§ **EXERCISE PASSAGE**
■ ■ ■

It was the Greek philosopher Heraclitus who said, “The only constant in life is change.” Individuals and organizations alike are coming face to face with this reality in the midst of the COVID-19 pandemic. In these times of uncertainty, it’s especially important that we understand how to communicate effectively and with empathy. By investing in your communication tools, your team can be better prepared for the changes yet to come.

■ ■ ■

§ **TASK TO CARRY OUT**
Which words in the passage on change are capitalized because they are names, not because they open a sentence or quotation?

■ ■ ■

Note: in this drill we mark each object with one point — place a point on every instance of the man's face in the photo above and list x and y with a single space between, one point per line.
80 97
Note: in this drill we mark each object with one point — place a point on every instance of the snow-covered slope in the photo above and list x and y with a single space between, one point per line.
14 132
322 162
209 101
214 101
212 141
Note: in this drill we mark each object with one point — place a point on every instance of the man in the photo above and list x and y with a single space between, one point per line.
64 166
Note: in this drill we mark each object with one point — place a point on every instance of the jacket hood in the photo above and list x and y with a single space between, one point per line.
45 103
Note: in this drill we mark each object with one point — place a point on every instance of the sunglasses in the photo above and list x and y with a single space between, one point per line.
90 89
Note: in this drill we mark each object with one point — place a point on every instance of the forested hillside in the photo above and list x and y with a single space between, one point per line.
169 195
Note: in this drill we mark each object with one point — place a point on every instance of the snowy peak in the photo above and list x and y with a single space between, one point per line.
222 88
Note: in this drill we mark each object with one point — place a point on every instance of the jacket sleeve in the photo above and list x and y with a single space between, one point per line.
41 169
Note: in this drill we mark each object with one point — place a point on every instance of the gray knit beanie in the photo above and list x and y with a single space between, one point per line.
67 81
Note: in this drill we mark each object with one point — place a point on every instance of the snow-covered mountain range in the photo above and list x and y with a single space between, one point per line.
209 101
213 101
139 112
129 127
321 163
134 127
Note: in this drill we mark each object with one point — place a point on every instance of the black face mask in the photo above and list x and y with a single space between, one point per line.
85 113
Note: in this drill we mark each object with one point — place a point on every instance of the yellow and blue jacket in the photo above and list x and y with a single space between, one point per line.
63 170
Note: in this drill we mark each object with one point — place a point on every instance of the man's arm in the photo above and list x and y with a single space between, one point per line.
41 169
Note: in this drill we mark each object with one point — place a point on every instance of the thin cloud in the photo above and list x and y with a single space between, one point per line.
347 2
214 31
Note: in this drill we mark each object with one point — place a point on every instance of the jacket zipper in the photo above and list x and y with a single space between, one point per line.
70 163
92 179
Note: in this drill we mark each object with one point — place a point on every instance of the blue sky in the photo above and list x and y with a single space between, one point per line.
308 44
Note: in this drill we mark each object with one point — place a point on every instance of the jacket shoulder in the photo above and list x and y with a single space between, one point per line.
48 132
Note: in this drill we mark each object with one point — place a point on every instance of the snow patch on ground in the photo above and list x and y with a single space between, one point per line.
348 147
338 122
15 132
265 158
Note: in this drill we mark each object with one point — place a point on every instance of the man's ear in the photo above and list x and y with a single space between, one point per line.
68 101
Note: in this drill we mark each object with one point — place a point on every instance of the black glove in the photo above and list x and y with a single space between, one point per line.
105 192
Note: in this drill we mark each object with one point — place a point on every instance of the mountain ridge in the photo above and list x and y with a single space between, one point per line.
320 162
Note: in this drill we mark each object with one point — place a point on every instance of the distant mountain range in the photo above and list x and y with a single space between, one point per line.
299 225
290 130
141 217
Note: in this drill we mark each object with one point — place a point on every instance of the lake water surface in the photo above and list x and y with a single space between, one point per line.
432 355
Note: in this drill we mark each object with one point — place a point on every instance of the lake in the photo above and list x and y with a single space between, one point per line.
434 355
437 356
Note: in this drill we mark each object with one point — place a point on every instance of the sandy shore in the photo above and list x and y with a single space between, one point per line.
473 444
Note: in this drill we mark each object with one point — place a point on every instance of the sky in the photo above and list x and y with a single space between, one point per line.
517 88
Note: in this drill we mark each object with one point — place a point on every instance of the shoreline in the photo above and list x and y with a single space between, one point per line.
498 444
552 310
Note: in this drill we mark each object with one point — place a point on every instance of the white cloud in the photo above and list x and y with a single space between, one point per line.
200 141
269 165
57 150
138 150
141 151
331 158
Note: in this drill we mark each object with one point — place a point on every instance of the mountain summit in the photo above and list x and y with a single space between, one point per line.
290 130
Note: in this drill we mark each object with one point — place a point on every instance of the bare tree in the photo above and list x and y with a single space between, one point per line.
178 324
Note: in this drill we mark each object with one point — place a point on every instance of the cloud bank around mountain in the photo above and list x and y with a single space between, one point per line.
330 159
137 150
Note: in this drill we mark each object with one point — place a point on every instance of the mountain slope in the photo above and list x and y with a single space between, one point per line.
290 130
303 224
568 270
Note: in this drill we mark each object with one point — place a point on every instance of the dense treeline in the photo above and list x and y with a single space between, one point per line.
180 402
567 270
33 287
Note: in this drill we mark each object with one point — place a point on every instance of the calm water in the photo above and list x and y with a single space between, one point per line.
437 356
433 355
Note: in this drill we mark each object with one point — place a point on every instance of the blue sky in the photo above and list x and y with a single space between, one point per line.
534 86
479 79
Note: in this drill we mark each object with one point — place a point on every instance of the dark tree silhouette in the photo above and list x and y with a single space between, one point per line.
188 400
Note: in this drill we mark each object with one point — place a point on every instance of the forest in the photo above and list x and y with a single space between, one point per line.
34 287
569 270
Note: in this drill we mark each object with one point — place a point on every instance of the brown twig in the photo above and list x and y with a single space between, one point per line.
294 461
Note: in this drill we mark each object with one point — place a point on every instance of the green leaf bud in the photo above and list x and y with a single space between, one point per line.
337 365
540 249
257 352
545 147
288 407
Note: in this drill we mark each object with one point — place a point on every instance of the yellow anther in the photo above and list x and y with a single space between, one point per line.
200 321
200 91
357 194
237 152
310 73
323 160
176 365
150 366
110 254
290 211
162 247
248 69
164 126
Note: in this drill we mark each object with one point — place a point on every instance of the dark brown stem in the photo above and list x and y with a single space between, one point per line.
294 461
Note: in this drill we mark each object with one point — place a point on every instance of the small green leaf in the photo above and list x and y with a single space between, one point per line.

■ ■ ■

§ **EXERCISE RESULT**
Greek, Heraclitus, COVID-19